Copia sin cambios, del texto sobre Truman Capote, el tramo que va desde "la pena de muerte." hasta "a la muerte.".

Fragmento del texto:
☆ ☆ ☆

Recuerdos de Capote
Sin lugar a dudas, las grandes escrituras se caracterizan por su habilidad para hacernos vivir una escena aunque no estemos en ella, aunque sea imaginaria. Vivimos la crueldad, la miseria, la desgracia y desesperación, lo mismo que la añoranza, la dicha o la sensación de libertad. A 90 años del nacimiento de Truman Capote, el escritor estadounidense "creador" de la novela non fiction, Libro de arena publica una nota que recuerda el costado enternecedor del narrador, en la relación entre un niño y una mujer mayor, su tía, que le enseña la felicidad de sentirse libre. Se trata del relato "Un recuerdo navideño".
Por María Pía Chiesino
Lo
más habitual, lo esperable cuando se piensa en una fecha relacionada
con Truman Capote, es la referencia casi inmediata a la obra por la
que en su momento se lo consideró uno de los grandes narradores
norteamericanos, A sangre fría, publicada en 1966. Ese texto
con el que el mismo Capote creyó estar inventando la “non
fiction”. Con todo derecho por otra parte. No tenía por qué saber
que existía José León Suárez, o quién era Rodolfo Walsh. A
sangre fría es uno de los grandes textos de la literatura
norteamericana del siglo XX. Es tan incuestionable el talento de su
autor, como por lo menos opinable, esa actitud de hacer hablar a dos
presos hasta por los codos, en un país en el que existía (y existe)
la pena de muerte. Con cada palabra que dicen, los protagonistas van
agregando escalones que los acercan cada vez más a la ejecución. El
mismo título de la obra, no hace sino exhibir cierto cinismo de
parte de Capote, que ha charlado horas con los asesinos, y que sabe
desde el principio, que la intención inicial era el robo, y que en
ningún momento habían planificado con frialdad el brutal asesinato
de la familia Clutter. Esa misma improvisación es la que los conduce
tan rápido a la cárcel, y, finalmente, a la muerte.

☆ ☆ ☆

Entradas proporcionadas:
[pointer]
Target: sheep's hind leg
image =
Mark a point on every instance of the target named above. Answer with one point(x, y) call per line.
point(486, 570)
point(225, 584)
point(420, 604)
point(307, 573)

☆ ☆ ☆

Solución del ejercicio:
la pena de muerte. Con cada palabra que dicen, los protagonistas van
agregando escalones que los acercan cada vez más a la ejecución. El
mismo título de la obra, no hace sino exhibir cierto cinismo de
parte de Capote, que ha charlado horas con los asesinos, y que sabe
desde el principio, que la intención inicial era el robo, y que en
ningún momento habían planificado con frialdad el brutal asesinato
de la familia Clutter. Esa misma improvisación es la que los conduce
tan rápido a la cárcel, y, finalmente, a la muerte.